> _Instructions for the task_: Give each record below again, without a single difference.
****************
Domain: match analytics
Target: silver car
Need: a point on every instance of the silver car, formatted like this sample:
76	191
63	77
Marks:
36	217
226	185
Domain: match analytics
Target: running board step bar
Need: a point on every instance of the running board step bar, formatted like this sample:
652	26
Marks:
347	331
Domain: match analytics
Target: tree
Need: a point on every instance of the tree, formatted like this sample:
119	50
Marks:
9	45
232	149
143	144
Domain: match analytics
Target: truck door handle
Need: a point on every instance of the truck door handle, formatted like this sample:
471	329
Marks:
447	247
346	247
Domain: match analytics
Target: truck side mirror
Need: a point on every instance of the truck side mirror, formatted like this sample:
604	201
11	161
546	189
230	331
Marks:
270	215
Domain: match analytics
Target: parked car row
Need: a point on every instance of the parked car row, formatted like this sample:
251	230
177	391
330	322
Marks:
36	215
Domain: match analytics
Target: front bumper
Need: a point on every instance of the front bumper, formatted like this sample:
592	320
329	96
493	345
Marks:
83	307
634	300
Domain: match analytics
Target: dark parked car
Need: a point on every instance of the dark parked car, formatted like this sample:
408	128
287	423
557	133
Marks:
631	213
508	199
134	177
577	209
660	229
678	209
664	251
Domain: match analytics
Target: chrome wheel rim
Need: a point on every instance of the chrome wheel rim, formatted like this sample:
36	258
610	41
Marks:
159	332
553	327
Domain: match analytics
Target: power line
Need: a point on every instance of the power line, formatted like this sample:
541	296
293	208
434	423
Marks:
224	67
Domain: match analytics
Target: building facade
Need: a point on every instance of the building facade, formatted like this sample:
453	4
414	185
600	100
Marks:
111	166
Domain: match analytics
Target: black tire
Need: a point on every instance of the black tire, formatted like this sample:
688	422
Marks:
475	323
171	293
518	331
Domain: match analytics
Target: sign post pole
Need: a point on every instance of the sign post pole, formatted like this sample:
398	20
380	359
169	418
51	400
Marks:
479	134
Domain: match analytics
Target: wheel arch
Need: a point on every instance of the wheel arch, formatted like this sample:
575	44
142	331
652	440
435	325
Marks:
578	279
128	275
****************
> _Exercise answer_:
Domain: match analytics
Target: silver car
Need: a point on every instance of the silver car, formatted like this sample:
76	191
63	77
Marks:
36	217
226	185
Domain: match analytics
Target: running board step bar
Need: a point on every instance of the running board step bar, formatted like this sample:
652	26
Marks:
347	331
Domain: match analytics
Target: tree
Need: a point on every instance of the tree, formatted like this sample:
119	50
Marks:
9	45
232	149
143	144
Domain: match analytics
Target: truck door handle
Need: a point on every instance of the truck door handle, formatted like this sample:
471	329
Marks:
447	247
346	247
Domain: match analytics
Target: truck side mirror
Need: a point on every instance of the truck side mirror, formatted like this sample:
604	201
11	161
546	189
230	331
Marks:
270	215
Domain: match analytics
Target: parked car row
Need: a point on every instance of the parked car row, formatted like this sample:
251	230
177	391
330	322
Marks:
36	215
Domain: match analytics
Target: front bumper
Need: a point on every instance of the front bumper, formatted like this sample:
592	320
329	96
493	345
Marks:
83	307
634	300
Domain: match analytics
Target: dark parked car
Need: a point on every instance of the dark parked car, formatted like this sample:
408	128
287	423
557	133
Marks:
631	213
508	199
134	177
577	209
660	229
678	209
664	251
Domain: match analytics
Target: chrome wheel rim
Need: a point on every instance of the chrome wheel rim, formatted like this sample:
36	258
610	41
Marks:
159	332
553	327
Domain: match analytics
Target: power line
Need: a point on every instance of the power line, formatted like this sample:
541	296
293	208
434	423
Marks:
224	67
Domain: match analytics
Target: building facade
Need: a point on every instance of the building facade, formatted like this sample:
453	4
414	185
600	100
Marks:
111	166
Domain: match analytics
Target: black tire
Need: a point on every instance of the black tire, formatted like this sample:
688	422
Marks:
475	323
171	293
518	331
Domain: match analytics
Target: sign post pole
Need: a point on every instance of the sign post pole, formatted like this sample:
398	20
380	359
169	418
51	400
Marks:
479	134
Domain: match analytics
Target: wheel arch
Need: a point on every instance of the wheel arch, formatted like this sample:
575	44
142	331
652	440
435	325
Marks:
578	279
128	275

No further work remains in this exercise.